Крылов принялся объяснять, что дело тут не в том, что тюленей много стало, а в том, что больше стало рыбаков, мощнее ныне флот, кильки — основной пищи тюленей — больше забирают. Ловят ее с больших глубин. И что остается делать тюленям весной, отощавшим во время линьки, как не пристраиваться к судам да кормиться рядом с ними?
Капитан внимательно слушал, соглашался, и вместе они пришли к выводу, что следовало бы уточнить размеры килечных стай, чтобы знать, сколько нужно взять рыбакам, а сколько оставить для осетров и тюленей — и тем и другим жить в море надо. А пока бы не ловить кильку рыбакам в апреле — мае, все равно впустую машины гоняют, нет ее, а в это время успевало бы нагуливаться морское зверье...

§ §

Какая рыба, согласно отрывку о тюленях и рыбаках, служит основной пищей тюленей? Записи для работы не понадобятся.

### Данные для анализа
§ §

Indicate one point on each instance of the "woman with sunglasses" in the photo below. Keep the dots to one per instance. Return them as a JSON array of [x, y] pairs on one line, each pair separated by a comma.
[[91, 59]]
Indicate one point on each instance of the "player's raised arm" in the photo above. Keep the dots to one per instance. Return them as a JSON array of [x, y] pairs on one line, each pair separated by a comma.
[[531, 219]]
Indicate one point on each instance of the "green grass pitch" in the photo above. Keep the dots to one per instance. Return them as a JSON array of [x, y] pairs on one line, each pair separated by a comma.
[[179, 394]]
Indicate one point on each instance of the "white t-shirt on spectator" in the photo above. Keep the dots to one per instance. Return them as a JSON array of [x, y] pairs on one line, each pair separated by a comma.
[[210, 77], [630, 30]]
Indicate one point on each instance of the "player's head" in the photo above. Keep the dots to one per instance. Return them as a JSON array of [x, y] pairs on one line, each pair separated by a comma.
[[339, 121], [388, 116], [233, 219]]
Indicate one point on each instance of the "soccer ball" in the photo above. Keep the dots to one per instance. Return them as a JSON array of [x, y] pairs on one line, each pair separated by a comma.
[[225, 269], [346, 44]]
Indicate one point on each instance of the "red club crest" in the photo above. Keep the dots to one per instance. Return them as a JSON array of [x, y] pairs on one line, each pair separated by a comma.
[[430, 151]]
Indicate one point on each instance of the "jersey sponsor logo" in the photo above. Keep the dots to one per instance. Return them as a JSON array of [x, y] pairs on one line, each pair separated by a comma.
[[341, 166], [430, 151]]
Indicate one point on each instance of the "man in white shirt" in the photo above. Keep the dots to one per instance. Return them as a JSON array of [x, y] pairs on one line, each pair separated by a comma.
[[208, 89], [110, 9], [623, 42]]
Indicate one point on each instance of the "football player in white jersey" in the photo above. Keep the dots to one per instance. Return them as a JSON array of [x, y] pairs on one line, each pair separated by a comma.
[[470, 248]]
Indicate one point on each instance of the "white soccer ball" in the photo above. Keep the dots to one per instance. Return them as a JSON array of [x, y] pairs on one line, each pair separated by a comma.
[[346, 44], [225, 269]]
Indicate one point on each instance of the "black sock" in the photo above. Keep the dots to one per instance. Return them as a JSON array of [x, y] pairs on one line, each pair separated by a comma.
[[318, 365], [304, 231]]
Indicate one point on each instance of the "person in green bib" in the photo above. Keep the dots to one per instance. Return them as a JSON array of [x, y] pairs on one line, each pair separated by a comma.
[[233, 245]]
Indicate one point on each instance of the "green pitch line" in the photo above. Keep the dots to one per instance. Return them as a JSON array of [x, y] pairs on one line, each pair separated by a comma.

§ §

### Ответ
Килька.